Recast the data as a Markdown table with the columns Row and Line, starting at the line that contains "target: ukrainian flag sleeve patch" and ending with the last line of the data. Leave out blank lines.

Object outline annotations

* * *

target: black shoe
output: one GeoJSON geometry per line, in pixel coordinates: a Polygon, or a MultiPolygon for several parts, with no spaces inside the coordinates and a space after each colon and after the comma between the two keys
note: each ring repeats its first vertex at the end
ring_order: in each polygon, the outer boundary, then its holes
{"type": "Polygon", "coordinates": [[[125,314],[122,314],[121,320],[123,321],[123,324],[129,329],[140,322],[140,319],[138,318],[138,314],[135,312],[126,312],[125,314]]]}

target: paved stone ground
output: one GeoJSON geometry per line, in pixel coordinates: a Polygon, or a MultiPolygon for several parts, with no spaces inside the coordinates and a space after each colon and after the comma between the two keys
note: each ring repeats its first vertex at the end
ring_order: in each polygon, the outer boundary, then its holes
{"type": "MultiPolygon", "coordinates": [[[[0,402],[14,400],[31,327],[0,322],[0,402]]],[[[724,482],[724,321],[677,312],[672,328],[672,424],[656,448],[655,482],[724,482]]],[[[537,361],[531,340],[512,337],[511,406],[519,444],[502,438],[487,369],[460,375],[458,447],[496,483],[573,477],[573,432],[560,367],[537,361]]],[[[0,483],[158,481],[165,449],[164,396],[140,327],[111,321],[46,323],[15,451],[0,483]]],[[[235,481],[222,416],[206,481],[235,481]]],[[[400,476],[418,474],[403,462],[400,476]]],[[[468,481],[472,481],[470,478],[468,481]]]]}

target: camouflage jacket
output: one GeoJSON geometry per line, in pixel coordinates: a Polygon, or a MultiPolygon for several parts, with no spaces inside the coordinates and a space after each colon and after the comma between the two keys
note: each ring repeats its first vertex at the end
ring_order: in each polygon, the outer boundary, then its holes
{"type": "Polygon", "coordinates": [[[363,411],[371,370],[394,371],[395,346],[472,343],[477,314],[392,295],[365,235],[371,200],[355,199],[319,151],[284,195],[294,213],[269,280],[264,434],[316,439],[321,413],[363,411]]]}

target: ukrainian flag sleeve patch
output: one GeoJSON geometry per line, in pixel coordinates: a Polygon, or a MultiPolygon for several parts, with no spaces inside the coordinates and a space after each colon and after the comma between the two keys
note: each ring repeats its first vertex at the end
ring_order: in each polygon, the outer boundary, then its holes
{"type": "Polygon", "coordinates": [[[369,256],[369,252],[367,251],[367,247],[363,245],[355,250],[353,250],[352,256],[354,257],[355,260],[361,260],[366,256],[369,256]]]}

* * *

# ANSWER FOR THIS EXERCISE:
| Row | Line |
|---|---|
| 1 | target: ukrainian flag sleeve patch |
| 2 | output: one GeoJSON geometry per line, in pixel coordinates: a Polygon, or a MultiPolygon for several parts, with no spaces inside the coordinates and a space after each colon and after the comma between the two keys |
| 3 | note: each ring repeats its first vertex at the end |
| 4 | ring_order: in each polygon, the outer boundary, then its holes |
| 5 | {"type": "Polygon", "coordinates": [[[369,256],[369,252],[367,251],[367,247],[363,245],[355,250],[353,250],[352,256],[354,257],[355,260],[361,260],[366,256],[369,256]]]} |